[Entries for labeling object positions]

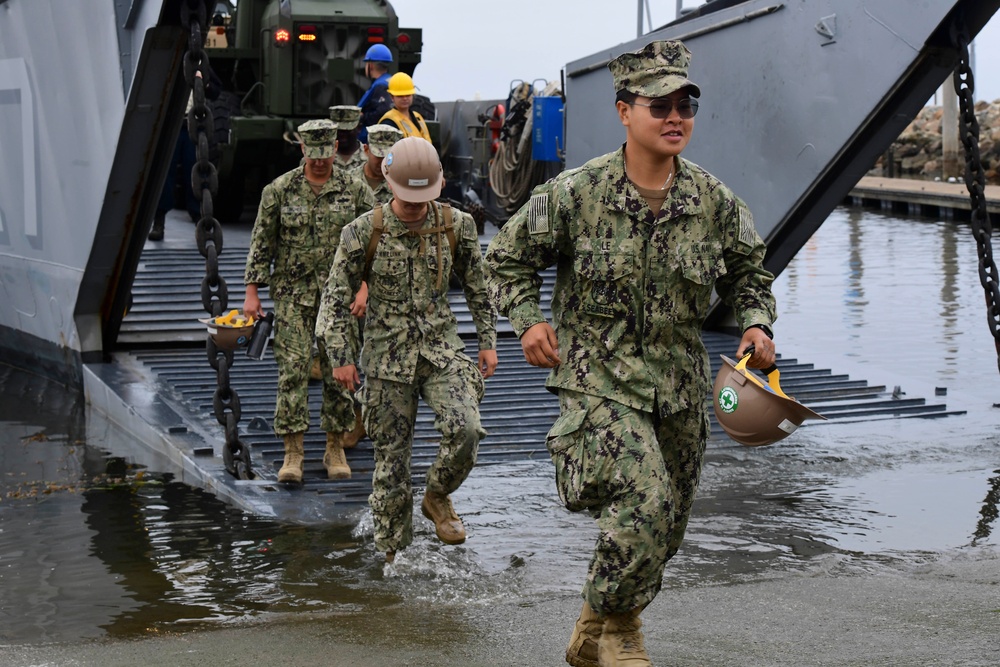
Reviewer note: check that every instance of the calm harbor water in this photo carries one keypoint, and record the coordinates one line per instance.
(92, 547)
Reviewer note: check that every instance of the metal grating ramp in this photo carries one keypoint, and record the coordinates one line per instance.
(517, 410)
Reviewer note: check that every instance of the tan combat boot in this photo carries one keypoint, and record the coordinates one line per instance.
(291, 469)
(582, 650)
(438, 508)
(354, 436)
(335, 461)
(621, 643)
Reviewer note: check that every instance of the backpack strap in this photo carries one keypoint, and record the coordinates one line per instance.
(377, 227)
(449, 229)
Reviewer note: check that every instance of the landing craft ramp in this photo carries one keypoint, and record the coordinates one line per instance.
(164, 383)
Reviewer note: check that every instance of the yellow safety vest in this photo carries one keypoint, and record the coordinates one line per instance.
(406, 125)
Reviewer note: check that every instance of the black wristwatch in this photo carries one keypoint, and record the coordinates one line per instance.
(763, 327)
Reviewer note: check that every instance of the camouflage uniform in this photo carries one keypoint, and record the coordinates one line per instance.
(632, 291)
(299, 231)
(412, 349)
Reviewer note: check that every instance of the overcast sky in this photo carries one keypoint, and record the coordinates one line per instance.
(473, 47)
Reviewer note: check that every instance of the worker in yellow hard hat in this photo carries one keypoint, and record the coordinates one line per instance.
(411, 123)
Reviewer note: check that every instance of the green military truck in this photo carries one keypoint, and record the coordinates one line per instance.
(282, 62)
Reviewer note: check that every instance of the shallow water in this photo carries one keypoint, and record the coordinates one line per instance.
(91, 547)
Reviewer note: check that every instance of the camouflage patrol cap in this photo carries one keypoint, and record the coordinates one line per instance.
(381, 137)
(318, 137)
(345, 116)
(655, 70)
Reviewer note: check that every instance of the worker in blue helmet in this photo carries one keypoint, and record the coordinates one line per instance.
(376, 100)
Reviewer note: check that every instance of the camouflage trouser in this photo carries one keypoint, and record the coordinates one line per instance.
(638, 475)
(294, 335)
(390, 410)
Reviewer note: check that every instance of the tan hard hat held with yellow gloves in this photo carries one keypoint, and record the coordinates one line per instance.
(753, 413)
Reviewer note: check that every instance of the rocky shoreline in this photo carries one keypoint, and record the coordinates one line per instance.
(917, 152)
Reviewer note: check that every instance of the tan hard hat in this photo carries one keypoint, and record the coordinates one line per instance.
(401, 84)
(752, 413)
(413, 169)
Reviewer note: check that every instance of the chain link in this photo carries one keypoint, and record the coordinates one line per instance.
(208, 234)
(975, 182)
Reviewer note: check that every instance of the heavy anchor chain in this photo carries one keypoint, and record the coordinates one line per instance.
(975, 182)
(208, 235)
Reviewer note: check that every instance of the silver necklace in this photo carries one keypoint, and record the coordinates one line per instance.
(662, 187)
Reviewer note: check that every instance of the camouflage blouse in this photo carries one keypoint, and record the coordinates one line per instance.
(632, 288)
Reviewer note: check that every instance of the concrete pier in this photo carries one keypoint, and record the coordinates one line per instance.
(914, 197)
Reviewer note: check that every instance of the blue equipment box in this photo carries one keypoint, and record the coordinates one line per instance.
(547, 129)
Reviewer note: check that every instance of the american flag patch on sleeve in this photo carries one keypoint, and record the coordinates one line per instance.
(748, 234)
(538, 214)
(349, 239)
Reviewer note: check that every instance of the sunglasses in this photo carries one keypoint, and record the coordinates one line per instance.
(661, 108)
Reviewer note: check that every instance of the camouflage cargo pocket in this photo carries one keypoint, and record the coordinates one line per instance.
(567, 442)
(474, 382)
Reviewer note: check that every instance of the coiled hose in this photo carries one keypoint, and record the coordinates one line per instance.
(513, 174)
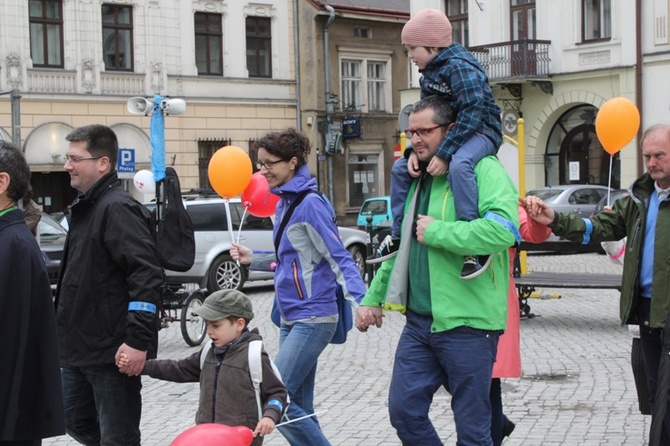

» **WORK TO BE COMPLETED**
Please output the lines above as a JSON list of strings, one string per line, skipping any blank lines. Leave the pictures out.

» **WRITTEN SOLUTION**
[
  "Reviewer note: check that every instance of the calm harbor water in this photo carries one keypoint, and record the coordinates one line per instance.",
  "(92, 547)",
  "Reviewer note: check that every instance of the metal grating ramp in this photo carries one keypoint, and record the coordinates one line per instance.",
  "(517, 410)",
  "Reviewer note: check that every instance of the tan combat boot in this photo carries one keypoint, and record the coordinates one line per instance.",
  "(291, 469)",
  "(582, 650)",
  "(438, 508)",
  "(354, 436)",
  "(335, 461)",
  "(621, 643)",
  "Reviewer note: check that every instance of the backpack strap in this photo carries one keypoint, and record the coordinates one line per instance.",
  "(377, 227)",
  "(449, 229)",
  "Reviewer note: check that every instance of the landing craft ramp in this photo carries one keypoint, and record the coordinates one line per instance.",
  "(164, 383)",
  "Reviewer note: check that every instance of the yellow safety vest in this photo carries one keypoint, and record the coordinates one line per instance.",
  "(406, 125)",
  "Reviewer note: check that every instance of the black wristwatch in this photo carries one keypoint, and record the coordinates one line per instance.",
  "(763, 327)",
  "Reviewer note: check that every instance of the camouflage uniform in this photo carries one keypoint, and record the coordinates one line per instance.",
  "(632, 291)",
  "(299, 231)",
  "(412, 349)",
  "Reviewer note: check that every instance of the overcast sky in this photo carries one keypoint, and record the coordinates one line per instance.",
  "(473, 47)",
  "Reviewer note: check that every instance of the worker in yellow hard hat in this photo carries one keypoint, and record the coordinates one line per instance.",
  "(411, 123)",
  "Reviewer note: check that every instance of the green military truck in this photo carries one keypoint, and record the coordinates one line per instance.",
  "(282, 62)",
  "Reviewer note: check that every instance of the shallow water in this photo carries one keypoint, and record the coordinates one line per instance.",
  "(91, 547)",
  "Reviewer note: check that every instance of the camouflage patrol cap in this photo carries one keypoint, and record the coordinates one line per instance.",
  "(381, 137)",
  "(318, 137)",
  "(345, 116)",
  "(655, 70)",
  "Reviewer note: check that every instance of the worker in blue helmet in this photo carries one keypoint, and record the coordinates one line per instance.",
  "(376, 100)",
  "Reviewer note: check that every instance of the camouflage trouser in this photo carries one keypoint, and record the coordinates one line per instance.",
  "(638, 475)",
  "(294, 335)",
  "(390, 410)",
  "Reviewer note: check that every instance of the tan hard hat held with yellow gloves in this photo carries one keypoint, and record the coordinates one line per instance.",
  "(753, 413)",
  "Reviewer note: check that every instance of the rocky shoreline in this photo carries one keypoint, and record the coordinates one line per instance.",
  "(917, 152)",
  "Reviewer note: check that every instance of the tan hard hat in this photo carries one keypoint, and record the coordinates one line per instance.",
  "(401, 84)",
  "(752, 413)",
  "(413, 169)",
  "Reviewer note: check that every instance of the chain link in this photo carries one keypoint, and record the coordinates one line per instance.",
  "(208, 234)",
  "(975, 182)",
  "Reviewer note: check that every instance of the heavy anchor chain in this photo carries one keypoint, and record the coordinates one line per instance.",
  "(975, 182)",
  "(208, 235)",
  "Reviewer note: check that every instance of the silver necklace in this photo carries one keypoint, and record the coordinates one line per instance.",
  "(662, 187)",
  "Reviewer note: check that every instance of the camouflage blouse in this photo carries one keypoint, and record the coordinates one line per instance.",
  "(632, 288)",
  "Reviewer note: check that every instance of the concrete pier in this photo carries one keypoint, and record the coordinates one line per instance.",
  "(914, 197)",
  "Reviewer note: check that every instance of the blue equipment box in this photo carries one keypoint, and record the coordinates one line per instance.",
  "(547, 129)",
  "Reviewer note: check that every instance of the american flag patch on sleeve in this photo carries one keypoint, and record the coordinates one line per instance.",
  "(748, 234)",
  "(538, 214)",
  "(349, 239)",
  "Reviewer note: check that every instance of the sunglasses in this photo carries one keypoint, and record the coordinates one line per instance.",
  "(661, 108)",
  "Reviewer note: check that every instance of the camouflage cargo pocket in this photo carries one keypoint, and record the coordinates one line per instance.",
  "(567, 442)",
  "(474, 382)",
  "Reviewer note: check that every instance of the coiled hose in this photo carries one keypoint, and record the coordinates one line per instance.",
  "(513, 174)"
]